Whenever a line of the records below contains the word "orange", copy that line.

* [SUPPLIED RECORDS]
◇ ◇ ◇ ◇
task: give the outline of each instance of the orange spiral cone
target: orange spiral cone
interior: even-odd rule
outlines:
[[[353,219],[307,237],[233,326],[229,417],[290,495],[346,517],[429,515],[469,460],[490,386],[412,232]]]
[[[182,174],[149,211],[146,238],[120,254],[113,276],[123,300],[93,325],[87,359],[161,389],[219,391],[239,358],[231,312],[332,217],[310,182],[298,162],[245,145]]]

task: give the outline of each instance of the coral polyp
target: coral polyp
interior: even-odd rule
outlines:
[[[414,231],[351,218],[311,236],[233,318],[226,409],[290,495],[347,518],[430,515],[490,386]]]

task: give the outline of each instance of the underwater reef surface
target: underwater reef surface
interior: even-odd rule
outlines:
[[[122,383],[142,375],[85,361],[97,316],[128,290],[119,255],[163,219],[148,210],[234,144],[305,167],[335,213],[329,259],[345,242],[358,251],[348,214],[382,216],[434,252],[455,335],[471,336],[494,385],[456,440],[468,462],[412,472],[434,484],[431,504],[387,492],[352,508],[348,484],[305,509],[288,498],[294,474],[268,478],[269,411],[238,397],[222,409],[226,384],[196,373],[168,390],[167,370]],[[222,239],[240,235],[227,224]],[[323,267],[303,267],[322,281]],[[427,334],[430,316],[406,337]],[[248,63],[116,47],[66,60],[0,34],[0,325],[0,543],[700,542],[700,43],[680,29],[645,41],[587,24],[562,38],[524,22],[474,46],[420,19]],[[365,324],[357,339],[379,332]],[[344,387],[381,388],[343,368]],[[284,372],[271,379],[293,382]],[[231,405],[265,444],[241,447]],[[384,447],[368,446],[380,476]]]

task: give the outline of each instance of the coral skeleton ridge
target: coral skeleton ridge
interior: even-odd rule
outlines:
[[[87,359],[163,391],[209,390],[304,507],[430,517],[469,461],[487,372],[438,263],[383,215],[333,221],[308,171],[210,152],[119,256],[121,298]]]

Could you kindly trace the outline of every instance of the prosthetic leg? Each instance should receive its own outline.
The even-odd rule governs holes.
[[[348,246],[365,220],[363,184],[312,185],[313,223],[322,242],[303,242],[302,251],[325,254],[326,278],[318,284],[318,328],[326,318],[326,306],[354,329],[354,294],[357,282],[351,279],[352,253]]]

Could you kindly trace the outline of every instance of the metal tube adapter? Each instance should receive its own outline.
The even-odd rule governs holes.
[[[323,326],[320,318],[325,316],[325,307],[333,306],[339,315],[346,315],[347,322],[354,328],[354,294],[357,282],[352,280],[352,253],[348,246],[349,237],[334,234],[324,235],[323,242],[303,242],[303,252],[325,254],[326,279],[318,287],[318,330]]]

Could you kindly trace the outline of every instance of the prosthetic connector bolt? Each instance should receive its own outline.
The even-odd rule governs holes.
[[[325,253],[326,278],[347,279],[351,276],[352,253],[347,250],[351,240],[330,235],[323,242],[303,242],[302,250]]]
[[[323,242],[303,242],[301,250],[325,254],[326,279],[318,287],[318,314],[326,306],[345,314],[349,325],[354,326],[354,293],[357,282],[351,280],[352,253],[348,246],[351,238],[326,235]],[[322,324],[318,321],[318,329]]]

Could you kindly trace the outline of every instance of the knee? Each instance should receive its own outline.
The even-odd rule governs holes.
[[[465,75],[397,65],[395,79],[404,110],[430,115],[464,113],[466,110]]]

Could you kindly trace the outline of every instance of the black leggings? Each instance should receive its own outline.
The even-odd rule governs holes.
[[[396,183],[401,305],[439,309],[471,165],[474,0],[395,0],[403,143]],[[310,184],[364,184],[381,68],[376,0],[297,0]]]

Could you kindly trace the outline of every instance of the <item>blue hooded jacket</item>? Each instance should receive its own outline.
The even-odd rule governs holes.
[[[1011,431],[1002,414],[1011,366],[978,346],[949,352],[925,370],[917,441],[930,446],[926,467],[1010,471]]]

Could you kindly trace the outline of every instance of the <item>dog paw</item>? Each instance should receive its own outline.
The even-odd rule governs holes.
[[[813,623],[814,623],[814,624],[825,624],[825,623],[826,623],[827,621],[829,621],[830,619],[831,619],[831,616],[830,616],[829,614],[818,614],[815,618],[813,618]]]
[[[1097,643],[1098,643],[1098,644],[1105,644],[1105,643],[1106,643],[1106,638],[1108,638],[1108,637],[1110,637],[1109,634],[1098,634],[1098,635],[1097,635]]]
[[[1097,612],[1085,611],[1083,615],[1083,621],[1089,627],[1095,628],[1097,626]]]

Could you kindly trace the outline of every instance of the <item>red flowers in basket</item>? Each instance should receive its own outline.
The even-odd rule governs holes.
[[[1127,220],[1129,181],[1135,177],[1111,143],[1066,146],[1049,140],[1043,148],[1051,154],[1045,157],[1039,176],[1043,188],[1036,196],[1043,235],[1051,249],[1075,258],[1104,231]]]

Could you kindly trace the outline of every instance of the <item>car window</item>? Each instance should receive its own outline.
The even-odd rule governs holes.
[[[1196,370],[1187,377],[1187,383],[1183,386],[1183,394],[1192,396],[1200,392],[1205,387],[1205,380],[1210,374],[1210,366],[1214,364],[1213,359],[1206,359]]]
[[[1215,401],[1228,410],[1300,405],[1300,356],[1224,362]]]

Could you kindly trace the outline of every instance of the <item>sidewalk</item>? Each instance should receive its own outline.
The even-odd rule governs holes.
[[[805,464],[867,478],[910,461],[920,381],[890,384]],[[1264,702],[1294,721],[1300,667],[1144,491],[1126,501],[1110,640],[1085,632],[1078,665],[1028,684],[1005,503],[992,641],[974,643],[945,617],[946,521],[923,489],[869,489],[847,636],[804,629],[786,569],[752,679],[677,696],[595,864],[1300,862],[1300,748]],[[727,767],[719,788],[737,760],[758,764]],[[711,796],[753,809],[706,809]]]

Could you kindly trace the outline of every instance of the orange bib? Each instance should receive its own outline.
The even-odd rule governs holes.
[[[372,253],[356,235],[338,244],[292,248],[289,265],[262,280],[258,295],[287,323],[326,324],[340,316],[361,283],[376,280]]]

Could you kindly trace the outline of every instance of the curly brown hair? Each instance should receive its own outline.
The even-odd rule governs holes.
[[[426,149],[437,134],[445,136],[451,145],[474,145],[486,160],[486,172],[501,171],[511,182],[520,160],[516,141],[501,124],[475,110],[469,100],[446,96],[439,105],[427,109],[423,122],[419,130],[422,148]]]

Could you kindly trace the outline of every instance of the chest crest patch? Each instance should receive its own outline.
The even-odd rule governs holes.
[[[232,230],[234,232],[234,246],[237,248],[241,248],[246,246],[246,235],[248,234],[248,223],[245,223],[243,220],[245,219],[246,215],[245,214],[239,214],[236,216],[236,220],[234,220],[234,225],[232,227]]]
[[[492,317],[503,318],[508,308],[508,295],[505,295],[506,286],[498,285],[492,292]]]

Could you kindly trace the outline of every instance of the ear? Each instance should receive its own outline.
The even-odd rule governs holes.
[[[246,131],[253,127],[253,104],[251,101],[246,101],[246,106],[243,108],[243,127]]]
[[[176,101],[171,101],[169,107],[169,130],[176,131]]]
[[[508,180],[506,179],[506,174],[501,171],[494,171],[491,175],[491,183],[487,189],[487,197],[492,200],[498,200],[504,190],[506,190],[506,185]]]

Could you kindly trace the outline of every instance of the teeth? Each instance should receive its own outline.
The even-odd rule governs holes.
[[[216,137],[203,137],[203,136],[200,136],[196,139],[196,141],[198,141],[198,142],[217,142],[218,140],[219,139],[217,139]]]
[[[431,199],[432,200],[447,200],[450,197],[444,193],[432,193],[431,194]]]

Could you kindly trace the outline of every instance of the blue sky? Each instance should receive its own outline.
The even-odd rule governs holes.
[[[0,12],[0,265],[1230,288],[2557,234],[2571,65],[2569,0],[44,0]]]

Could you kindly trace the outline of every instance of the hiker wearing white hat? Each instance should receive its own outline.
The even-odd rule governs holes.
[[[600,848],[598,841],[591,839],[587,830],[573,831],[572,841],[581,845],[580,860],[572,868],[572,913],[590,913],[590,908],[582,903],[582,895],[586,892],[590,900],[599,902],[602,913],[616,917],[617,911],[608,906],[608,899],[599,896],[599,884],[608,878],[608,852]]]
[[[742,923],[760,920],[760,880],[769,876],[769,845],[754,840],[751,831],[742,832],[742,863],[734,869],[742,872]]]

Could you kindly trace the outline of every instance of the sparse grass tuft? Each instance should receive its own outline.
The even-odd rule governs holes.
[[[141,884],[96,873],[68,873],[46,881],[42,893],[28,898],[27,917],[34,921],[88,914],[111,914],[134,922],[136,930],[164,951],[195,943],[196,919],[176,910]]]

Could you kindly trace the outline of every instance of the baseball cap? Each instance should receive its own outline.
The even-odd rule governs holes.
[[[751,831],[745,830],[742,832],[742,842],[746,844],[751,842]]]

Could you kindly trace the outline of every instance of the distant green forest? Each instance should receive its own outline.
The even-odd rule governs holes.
◇ ◇ ◇ ◇
* [FINISHED TASK]
task: give the outline of each instance of the orange spiral cone
target: orange spiral cone
Could you kindly trace the outline of every instance of the orange bib? Each instance should receive its own outline.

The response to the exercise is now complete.